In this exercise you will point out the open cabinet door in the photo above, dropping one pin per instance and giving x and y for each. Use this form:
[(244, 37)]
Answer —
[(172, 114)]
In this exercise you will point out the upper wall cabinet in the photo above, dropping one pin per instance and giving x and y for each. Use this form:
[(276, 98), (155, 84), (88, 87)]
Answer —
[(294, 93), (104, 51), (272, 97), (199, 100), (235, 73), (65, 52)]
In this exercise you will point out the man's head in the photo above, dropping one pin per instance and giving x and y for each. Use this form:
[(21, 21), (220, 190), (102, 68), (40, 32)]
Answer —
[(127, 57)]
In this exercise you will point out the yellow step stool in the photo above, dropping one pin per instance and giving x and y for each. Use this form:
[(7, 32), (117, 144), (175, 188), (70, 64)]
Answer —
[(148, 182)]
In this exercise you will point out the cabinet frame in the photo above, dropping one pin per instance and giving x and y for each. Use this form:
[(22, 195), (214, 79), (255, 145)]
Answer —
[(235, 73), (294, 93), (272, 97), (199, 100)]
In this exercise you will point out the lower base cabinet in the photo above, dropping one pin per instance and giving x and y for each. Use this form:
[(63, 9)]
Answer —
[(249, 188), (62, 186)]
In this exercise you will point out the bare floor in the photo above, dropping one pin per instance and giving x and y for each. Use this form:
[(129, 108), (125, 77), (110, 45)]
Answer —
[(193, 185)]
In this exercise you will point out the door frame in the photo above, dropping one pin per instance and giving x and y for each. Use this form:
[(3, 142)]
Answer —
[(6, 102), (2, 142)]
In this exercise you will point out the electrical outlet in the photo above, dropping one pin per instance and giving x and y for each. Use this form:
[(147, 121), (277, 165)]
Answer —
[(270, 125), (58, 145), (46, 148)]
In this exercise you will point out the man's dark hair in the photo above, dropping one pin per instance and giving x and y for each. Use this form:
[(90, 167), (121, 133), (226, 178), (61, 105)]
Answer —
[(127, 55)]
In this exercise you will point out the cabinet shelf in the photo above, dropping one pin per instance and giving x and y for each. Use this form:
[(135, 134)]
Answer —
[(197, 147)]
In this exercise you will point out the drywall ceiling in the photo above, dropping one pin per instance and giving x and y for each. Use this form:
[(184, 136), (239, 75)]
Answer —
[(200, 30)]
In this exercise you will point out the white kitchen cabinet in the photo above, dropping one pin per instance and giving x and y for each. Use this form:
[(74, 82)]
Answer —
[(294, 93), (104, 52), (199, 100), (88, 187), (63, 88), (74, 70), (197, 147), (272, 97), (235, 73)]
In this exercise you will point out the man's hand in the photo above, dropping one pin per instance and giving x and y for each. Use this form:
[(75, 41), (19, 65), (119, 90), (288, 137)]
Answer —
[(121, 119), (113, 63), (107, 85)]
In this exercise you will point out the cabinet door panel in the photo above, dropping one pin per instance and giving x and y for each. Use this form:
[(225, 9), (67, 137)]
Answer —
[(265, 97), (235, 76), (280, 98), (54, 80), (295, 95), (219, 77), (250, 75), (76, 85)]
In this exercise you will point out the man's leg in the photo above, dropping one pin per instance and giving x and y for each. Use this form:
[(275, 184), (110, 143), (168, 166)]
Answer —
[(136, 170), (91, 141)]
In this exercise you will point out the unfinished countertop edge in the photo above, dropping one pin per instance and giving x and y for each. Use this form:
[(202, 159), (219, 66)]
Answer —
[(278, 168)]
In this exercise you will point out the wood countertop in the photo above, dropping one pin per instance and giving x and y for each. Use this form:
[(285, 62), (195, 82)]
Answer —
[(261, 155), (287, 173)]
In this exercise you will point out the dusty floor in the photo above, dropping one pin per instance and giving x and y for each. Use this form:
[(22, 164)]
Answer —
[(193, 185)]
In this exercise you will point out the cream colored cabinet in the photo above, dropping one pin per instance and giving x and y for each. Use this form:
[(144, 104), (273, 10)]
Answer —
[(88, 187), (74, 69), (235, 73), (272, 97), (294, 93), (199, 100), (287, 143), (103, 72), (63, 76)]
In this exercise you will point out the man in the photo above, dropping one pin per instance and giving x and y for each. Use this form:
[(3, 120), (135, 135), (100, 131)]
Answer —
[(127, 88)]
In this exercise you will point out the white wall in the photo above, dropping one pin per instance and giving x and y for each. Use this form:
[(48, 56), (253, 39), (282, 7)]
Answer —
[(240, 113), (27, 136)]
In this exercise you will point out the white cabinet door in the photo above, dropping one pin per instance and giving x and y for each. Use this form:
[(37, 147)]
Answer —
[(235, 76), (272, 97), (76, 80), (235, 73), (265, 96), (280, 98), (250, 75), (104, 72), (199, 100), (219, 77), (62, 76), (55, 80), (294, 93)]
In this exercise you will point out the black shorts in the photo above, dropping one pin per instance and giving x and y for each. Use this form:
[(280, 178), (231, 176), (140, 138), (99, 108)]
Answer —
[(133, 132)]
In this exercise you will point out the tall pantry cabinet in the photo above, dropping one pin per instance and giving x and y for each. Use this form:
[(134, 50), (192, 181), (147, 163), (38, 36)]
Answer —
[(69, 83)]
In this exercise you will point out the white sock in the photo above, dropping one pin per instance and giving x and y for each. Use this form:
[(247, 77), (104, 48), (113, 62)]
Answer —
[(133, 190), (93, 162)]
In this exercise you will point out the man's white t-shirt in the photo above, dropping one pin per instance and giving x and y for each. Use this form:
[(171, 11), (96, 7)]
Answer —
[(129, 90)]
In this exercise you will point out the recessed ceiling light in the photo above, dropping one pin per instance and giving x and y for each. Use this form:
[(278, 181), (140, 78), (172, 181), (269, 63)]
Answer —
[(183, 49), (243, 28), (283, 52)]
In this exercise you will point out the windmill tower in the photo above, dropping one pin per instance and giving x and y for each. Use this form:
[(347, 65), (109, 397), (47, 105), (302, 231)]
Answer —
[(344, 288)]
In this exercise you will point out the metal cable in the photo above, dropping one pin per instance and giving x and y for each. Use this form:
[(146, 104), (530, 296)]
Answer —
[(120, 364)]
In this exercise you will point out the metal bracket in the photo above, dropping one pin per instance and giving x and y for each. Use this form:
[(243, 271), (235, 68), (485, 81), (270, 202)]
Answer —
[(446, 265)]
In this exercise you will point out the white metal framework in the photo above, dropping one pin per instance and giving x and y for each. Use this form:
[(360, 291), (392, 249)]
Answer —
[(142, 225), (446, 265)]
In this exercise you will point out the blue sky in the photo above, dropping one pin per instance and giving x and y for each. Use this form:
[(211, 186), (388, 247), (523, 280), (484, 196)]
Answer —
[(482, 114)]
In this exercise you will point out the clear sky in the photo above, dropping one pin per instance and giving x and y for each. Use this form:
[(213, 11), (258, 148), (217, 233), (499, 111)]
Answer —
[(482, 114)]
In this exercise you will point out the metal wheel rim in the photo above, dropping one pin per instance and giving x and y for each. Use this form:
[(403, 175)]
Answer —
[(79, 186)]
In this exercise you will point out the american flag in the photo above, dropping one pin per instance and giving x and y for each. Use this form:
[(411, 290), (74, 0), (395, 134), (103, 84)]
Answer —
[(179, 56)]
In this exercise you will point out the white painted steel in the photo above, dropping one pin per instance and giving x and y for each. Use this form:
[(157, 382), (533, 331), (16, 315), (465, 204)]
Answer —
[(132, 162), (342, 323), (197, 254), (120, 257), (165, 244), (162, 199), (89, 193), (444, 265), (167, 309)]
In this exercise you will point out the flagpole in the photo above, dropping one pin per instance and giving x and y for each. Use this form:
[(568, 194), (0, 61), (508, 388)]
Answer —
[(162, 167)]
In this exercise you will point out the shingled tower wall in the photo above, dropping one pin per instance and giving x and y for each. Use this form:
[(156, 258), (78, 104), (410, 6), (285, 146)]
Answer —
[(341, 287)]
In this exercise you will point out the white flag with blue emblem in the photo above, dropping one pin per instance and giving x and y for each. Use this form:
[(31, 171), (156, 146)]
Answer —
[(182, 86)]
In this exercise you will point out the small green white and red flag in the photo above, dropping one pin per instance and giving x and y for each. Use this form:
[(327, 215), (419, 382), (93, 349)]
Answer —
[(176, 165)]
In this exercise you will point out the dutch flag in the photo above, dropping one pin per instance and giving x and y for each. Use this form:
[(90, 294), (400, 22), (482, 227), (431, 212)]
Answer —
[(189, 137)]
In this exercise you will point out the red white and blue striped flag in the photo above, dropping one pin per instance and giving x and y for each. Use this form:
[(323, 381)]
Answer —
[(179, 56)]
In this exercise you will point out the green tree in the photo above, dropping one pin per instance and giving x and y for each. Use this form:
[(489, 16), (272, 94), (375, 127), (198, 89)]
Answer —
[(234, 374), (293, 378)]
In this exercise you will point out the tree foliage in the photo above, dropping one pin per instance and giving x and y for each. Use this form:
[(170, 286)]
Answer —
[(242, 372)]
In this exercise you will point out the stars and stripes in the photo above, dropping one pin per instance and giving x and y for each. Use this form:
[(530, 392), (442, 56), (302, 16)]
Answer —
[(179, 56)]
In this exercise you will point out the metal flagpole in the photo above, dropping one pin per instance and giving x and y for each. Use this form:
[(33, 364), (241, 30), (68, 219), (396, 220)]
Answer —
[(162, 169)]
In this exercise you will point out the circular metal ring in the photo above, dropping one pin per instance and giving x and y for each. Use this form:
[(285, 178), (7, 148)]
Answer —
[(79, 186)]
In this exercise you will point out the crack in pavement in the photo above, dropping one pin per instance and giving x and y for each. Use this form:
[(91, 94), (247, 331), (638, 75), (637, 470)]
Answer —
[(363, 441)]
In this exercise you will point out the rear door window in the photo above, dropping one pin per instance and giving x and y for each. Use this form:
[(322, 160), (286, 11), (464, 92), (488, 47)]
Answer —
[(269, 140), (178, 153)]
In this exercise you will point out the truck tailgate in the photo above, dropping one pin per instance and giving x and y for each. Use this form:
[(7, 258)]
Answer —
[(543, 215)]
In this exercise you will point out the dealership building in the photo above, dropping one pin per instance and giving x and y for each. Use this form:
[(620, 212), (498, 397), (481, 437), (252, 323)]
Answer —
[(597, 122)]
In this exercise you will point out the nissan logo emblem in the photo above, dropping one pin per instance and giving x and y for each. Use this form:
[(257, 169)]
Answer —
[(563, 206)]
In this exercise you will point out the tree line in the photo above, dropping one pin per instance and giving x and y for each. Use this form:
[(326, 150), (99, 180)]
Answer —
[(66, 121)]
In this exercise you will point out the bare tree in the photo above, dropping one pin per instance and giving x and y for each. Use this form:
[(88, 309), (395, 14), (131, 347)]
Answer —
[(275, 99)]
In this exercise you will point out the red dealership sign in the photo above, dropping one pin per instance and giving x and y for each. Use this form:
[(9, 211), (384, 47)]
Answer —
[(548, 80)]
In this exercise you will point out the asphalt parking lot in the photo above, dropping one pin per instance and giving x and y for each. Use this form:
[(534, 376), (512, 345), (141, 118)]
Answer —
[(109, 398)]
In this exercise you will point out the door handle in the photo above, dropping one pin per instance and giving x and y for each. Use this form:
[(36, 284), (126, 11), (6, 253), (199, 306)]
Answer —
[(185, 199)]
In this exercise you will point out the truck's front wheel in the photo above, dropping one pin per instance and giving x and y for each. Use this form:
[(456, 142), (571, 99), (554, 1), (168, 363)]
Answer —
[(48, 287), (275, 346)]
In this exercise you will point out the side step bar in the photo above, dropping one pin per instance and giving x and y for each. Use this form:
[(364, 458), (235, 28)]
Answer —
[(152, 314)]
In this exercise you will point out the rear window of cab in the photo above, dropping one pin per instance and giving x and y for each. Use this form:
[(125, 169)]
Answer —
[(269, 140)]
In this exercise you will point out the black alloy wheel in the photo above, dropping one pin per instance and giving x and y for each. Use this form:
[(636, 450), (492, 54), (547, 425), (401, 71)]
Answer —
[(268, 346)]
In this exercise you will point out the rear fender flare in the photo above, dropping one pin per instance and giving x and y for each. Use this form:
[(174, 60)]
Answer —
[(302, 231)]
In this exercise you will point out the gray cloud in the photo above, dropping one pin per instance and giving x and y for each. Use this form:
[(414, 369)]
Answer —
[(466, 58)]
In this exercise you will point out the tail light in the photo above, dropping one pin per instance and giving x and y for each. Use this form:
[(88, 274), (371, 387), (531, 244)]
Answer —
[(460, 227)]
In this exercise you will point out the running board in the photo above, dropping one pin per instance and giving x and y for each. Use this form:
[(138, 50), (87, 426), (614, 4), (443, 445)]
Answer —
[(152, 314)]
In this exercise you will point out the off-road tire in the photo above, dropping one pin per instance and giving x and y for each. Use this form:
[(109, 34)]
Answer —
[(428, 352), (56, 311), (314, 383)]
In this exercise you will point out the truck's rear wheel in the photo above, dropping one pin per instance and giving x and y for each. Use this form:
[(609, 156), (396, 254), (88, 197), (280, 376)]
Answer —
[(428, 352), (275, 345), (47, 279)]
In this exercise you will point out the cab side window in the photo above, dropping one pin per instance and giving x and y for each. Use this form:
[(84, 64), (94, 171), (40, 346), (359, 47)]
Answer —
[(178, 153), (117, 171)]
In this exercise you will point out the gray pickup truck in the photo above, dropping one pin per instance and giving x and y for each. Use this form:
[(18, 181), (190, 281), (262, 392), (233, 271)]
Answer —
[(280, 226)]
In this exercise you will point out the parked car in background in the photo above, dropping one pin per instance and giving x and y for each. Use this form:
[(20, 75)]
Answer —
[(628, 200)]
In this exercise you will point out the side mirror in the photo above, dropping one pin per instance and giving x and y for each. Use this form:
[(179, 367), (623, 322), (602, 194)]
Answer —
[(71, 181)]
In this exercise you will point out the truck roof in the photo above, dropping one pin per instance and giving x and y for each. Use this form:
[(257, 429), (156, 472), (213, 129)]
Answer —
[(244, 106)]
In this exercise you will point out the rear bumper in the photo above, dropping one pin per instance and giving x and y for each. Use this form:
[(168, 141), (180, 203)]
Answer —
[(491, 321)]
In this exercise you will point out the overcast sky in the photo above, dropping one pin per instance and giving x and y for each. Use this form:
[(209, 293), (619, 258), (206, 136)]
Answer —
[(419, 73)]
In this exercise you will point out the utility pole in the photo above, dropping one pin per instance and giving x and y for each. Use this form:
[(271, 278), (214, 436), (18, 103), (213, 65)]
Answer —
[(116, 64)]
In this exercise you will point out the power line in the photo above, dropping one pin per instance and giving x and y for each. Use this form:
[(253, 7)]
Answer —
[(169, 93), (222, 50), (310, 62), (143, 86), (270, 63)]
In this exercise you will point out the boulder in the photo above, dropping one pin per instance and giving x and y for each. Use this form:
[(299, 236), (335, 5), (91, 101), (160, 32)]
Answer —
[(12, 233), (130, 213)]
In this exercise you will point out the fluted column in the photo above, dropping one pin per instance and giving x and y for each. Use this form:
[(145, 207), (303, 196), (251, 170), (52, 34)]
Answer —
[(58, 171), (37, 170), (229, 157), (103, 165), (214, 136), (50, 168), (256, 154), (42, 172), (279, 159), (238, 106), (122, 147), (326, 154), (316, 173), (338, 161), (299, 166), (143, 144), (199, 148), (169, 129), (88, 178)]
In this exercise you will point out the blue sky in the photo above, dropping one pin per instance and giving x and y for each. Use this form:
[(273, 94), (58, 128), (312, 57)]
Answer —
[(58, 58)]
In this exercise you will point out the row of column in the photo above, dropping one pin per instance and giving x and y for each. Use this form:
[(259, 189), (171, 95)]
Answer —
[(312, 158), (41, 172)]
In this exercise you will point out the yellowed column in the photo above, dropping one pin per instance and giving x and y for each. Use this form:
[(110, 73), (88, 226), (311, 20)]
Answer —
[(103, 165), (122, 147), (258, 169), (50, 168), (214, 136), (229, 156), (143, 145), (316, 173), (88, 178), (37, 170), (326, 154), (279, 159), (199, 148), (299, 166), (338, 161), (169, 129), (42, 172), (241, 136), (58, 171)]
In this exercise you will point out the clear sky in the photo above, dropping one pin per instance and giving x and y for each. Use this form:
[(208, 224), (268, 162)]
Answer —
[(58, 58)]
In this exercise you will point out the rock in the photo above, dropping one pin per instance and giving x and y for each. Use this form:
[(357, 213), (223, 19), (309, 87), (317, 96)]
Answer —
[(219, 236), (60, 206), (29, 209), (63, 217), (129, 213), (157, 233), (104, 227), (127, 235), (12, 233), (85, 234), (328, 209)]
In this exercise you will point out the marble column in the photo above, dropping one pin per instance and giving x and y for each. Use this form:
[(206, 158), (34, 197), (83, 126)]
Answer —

-.-.-

What is being asked
Copy out the part that opens with the line containing "In this exercise you will point out the utility" and closes with the line containing "129), (88, 178)]", putting "large stone" in place of "boulder" and keeping every other part of those lines the same.

Answer to the exercise
In this exercise you will point out the utility pole in the photo above, dropping one pin per instance and giving x and y for each. Use this form:
[(271, 278), (214, 436), (18, 103), (213, 65)]
Answer —
[(116, 64)]
In this exercise you will point out the power line in the photo above, dropping one pin per instance and giving x and y for each. Use this form:
[(253, 7)]
Answer —
[(169, 93), (222, 50), (310, 62), (143, 86), (270, 63)]
In this exercise you will point out the large stone in the photo above, dropping one pin per instance and giving x and y for each. Use this form:
[(299, 236), (335, 5), (91, 101), (160, 32)]
Answer —
[(12, 233), (130, 213)]
In this exercise you will point out the fluted column in the photo above, dropping one pin per instance and giving x and y for each. Use this form:
[(145, 207), (303, 196), (251, 170), (52, 34)]
Answer —
[(58, 171), (37, 170), (229, 157), (103, 165), (214, 136), (50, 168), (256, 154), (42, 172), (279, 159), (238, 106), (122, 147), (326, 154), (316, 173), (338, 161), (299, 166), (143, 144), (199, 148), (169, 129), (88, 178)]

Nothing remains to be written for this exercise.